Reading text =
>> Begin

For local practitioner and teacher Brock Cannon the practice can look like wading into Lake Coeur d’Alene every winter day and “fire breathing” (which sounds a lot like the ujjayi breath traditionally used in yoga). The benefits of Wim Hof can be physical, reportedly re-strengthening your body’s natural ability to adapt to the elements, boosting your immune system, sleep, and even hormone levels. People like Cannon also appreciate a mental boost; in addition to the endorphins the body tends to release during the (careful, practiced) cold exposure, many find it also quiets the mind — particularly the anxious one.

I’m no Wim Hof expert, but I am a cold convert.

Winter walks have become my favorite. After the raggedly frigid air settles into your chest, you start to feel at peace with it; you’re as much a part of the chill as it’s a part of you now. The snow covers everything like a blanket of calm, wrapping around your mind and soothing it like a child. The quiet settles in, shushing everything.

When you move to keep the blood pumping, the cold takes on a different feel. You don’t stop noticing it, but it does feel new. The sharp, biting feel goes away and instead the experience begins to feel like an exercise in sensation, as if you were re-acquainting yourself with the definition of the word itself.

>> End

Given material =
>> Begin

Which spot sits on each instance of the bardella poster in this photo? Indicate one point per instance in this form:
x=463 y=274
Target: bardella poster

>> End

Stated exercise 1 =
Print the passage on cold exposure from "Winter walks have" up to and including "in, shushing everything.".
Stated exercise 2 =
According to the passage on cold exposure, why do people like Cannon get a mental boost from the practice? Answer in one to three sentences.
Stated exercise 3 =
Go on with the passage about winter walks and cold exposure from the point where it stops.
The listing has nothing to do with the passage on cold exposure.

Exercise answer 1 =
Winter walks have become my favorite. After the raggedly frigid air settles into your chest, you start to feel at peace with it; you’re as much a part of the chill as it’s a part of you now. The snow covers everything like a blanket of calm, wrapping around your mind and soothing it like a child. The quiet settles in, shushing everything.

Exercise answer 2 =
During careful, practiced cold exposure, the body tends to release endorphins. Many people also find that the practice quiets the mind, particularly an anxious one.

Exercise answer 3 =
Where you sense it changes, too. At first you feel like you’ve cannon balled into arctic waters, surrounded and painfully aware of how much warmer you are — were — than your surroundings. Then the cold fills up your chest, and warms just a little. After a while, however, the cold fades into the background, just barely perceptible at the outer boundaries of your body. You become two selves: an inner body, which is surprisingly comfortable, quietly exhilarated in the blue-cold world, and an outer body, which is almost silent even as you maneuver through snow berms and ice. The outer you knows the cold is there, but the inner is running the show by now, and it’s glowing all too much to care.

Once you get past the idea that it’s “too cold,” you figure out quickly that it almost never is. If you’ve got a good coat, hat and scarf (wear it over your mouth if you have asthma), you’ll find out just how blissfully mind-quieting the cold can be.

As for immune-boosting super-benefits, well, I wouldn’t skip your annual check-up. But for the inner mind, the magic is real.